** Exercise objective **
Each line below that includes the word "tree" adds one to the count; give that count and nothing else.

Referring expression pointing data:
------------------------------------------------
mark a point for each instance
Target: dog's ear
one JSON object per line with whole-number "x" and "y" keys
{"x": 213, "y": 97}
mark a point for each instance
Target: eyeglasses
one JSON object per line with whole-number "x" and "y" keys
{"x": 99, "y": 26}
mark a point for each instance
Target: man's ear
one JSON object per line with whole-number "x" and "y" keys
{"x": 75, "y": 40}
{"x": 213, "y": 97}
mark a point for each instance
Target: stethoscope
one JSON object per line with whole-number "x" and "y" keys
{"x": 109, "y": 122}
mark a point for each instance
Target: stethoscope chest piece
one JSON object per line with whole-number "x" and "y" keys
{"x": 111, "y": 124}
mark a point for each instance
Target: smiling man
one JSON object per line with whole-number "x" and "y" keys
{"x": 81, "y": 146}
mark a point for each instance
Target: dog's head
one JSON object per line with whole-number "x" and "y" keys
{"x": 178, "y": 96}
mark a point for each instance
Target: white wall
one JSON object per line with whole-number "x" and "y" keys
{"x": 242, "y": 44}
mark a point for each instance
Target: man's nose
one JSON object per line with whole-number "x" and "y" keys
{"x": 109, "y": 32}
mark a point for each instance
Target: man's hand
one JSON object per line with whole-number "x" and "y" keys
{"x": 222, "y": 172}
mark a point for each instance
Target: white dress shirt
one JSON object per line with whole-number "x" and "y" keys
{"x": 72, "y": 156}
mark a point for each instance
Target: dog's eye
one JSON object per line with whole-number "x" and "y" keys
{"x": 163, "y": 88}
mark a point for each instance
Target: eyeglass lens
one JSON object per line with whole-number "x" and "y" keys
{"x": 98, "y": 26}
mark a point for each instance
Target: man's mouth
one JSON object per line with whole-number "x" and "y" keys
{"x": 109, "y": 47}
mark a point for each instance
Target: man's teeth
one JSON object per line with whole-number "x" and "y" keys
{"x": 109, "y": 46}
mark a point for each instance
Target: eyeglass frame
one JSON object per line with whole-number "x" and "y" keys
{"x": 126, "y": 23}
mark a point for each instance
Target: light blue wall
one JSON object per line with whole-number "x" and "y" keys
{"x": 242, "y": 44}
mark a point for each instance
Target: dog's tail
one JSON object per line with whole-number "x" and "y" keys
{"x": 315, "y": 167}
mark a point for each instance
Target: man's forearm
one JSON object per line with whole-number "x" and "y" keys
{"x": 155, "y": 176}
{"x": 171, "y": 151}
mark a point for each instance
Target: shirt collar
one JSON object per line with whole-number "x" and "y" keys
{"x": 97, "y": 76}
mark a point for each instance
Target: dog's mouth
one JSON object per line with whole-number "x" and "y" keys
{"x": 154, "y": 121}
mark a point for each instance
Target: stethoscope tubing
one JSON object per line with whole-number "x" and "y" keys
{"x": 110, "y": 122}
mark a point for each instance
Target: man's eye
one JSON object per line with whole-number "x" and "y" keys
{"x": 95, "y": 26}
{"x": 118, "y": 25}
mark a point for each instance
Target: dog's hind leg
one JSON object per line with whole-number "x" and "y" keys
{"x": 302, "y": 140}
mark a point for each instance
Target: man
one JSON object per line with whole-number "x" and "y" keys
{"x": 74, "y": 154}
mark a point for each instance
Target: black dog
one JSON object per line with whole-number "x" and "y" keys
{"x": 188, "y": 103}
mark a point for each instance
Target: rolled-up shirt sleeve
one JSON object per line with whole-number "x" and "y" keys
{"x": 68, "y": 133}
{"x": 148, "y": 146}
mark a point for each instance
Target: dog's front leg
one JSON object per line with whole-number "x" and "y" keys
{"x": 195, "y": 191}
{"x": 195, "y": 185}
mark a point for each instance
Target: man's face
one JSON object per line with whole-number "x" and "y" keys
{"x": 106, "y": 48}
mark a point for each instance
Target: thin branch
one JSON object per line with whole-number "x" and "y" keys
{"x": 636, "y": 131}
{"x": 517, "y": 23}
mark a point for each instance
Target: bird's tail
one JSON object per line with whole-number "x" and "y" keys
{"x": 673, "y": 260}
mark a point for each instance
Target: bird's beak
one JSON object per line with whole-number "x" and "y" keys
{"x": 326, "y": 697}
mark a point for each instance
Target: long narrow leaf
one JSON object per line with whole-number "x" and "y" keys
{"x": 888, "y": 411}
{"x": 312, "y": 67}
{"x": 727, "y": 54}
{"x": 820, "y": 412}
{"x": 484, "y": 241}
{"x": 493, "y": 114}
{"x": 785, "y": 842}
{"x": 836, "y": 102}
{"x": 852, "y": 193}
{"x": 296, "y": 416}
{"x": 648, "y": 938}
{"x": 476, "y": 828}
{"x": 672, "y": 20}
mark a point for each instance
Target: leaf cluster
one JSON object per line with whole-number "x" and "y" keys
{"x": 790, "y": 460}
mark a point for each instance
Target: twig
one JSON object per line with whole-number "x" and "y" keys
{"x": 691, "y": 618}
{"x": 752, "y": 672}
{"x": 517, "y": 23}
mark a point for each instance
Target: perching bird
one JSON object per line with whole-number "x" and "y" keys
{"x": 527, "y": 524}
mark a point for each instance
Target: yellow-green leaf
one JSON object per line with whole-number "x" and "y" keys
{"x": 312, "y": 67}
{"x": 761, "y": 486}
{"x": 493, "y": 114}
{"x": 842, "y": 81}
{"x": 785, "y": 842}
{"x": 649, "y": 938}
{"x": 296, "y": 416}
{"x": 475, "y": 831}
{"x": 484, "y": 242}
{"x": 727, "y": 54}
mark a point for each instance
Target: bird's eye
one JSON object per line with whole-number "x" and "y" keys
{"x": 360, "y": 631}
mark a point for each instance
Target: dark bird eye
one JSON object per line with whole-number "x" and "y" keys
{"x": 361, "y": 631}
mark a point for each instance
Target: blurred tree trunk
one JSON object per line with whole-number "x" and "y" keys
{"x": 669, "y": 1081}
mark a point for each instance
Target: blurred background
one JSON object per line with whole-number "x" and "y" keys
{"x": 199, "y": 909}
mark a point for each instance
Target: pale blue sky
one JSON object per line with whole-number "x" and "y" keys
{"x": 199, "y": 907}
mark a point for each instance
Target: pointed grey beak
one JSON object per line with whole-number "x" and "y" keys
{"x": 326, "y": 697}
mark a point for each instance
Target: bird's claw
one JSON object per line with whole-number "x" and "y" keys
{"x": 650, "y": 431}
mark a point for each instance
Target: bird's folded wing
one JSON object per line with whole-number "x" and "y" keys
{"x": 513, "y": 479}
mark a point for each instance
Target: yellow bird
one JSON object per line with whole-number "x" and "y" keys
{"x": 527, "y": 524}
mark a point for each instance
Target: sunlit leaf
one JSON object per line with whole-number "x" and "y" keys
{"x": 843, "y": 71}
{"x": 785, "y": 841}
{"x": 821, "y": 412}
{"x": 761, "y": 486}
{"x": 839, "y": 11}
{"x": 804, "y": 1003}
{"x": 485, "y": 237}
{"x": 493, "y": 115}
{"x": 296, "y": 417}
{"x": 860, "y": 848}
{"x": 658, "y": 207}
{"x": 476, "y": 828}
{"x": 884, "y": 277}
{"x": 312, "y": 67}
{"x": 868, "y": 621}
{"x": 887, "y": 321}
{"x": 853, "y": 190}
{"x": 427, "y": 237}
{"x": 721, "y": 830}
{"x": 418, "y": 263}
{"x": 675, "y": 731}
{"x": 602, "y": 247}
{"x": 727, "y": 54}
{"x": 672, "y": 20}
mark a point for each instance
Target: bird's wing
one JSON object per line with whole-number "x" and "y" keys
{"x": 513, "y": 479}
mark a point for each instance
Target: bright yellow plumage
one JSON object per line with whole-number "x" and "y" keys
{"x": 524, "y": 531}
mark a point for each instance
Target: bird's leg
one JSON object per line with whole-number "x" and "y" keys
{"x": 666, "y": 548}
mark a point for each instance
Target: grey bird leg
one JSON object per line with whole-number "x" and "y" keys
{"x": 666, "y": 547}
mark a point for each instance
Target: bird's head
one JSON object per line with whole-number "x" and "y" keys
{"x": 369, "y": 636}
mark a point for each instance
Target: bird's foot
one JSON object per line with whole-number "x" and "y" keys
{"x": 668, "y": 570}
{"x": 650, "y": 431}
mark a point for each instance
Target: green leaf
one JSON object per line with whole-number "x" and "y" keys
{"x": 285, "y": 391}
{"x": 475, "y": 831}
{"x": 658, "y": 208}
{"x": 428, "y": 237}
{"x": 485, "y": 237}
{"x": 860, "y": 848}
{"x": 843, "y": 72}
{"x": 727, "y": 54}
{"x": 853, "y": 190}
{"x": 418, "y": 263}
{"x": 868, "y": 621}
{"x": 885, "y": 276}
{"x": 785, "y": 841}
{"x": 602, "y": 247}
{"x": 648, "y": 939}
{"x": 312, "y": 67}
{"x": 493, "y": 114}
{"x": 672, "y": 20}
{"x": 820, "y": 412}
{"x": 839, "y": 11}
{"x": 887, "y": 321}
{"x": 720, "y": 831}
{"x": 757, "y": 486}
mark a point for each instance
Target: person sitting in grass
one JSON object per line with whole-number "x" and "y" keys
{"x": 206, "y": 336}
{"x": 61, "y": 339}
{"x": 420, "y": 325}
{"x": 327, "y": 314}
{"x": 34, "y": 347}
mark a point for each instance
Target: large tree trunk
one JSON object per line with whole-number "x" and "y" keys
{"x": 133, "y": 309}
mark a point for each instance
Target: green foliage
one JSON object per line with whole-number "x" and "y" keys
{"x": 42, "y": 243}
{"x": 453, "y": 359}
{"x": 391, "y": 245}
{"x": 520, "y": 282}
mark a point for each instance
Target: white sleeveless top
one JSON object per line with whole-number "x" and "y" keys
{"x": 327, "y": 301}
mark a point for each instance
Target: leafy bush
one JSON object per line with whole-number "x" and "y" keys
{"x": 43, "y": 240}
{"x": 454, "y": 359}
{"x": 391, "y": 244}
------------------------------------------------
** The completed task **
2